Listing:
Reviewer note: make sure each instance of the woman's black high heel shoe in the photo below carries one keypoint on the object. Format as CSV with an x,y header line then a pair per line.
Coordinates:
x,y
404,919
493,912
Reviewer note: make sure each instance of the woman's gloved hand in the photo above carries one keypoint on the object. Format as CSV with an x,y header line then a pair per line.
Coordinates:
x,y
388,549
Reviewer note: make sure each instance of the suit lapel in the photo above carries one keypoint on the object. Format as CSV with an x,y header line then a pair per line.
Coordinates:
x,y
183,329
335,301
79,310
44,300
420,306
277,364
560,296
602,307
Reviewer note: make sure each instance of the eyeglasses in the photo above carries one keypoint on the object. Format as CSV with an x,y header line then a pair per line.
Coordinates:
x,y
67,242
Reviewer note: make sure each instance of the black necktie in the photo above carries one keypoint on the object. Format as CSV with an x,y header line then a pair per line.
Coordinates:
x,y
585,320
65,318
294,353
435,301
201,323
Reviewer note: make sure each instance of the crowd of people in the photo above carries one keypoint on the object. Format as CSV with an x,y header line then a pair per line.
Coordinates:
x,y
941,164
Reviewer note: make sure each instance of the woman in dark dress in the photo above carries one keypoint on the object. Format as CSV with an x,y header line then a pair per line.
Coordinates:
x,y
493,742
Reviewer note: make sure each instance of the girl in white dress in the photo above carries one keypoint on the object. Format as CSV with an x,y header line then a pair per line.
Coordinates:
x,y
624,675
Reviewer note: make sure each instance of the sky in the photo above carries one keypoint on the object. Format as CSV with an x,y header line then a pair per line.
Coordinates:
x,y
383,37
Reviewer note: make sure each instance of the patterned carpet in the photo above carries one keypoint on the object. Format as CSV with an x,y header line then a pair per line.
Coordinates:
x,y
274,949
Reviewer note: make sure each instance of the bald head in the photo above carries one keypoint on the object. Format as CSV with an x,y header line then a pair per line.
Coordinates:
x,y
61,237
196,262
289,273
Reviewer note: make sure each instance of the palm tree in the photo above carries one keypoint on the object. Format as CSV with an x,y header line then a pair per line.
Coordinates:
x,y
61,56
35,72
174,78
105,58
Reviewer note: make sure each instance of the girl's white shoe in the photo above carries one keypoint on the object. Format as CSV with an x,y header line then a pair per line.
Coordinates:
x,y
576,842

Exercise description:
Reproduce the records starting at the line that contains "Reviewer note: make sure each instance of the sky" and ending at the end of the records, requests included, shifting every coordinate value up by 21.

Problem solution:
Reviewer note: make sure each instance of the sky in the photo above carries one keypoint on the object. Format as CSV with an x,y header line then a pair per line.
Coordinates:
x,y
404,58
Reviewer note: make sure each instance of the patterned carpet in the photo above carries one keypoint on the object. Format as CSV with an x,y header line then a pair per line.
Coordinates:
x,y
295,970
Reviewer note: make sure each instance of the bald head in the photo above carries one keypoint on the object. Format as CSV with an x,y header line then a pair per line.
Coordinates:
x,y
82,258
217,283
310,294
Reviewer note: make sure each instance of the palm tree in the photo above carries one keypoint on the object. Format as CSV with an x,y header line then a pair per line.
Coordinates:
x,y
82,77
56,93
195,99
126,79
Reviewer note: make sure each instance of the girl's white shoe in the photo above carries one keypoint on the object. Format as CSV with an x,y header line then a pair per line.
Coordinates:
x,y
597,863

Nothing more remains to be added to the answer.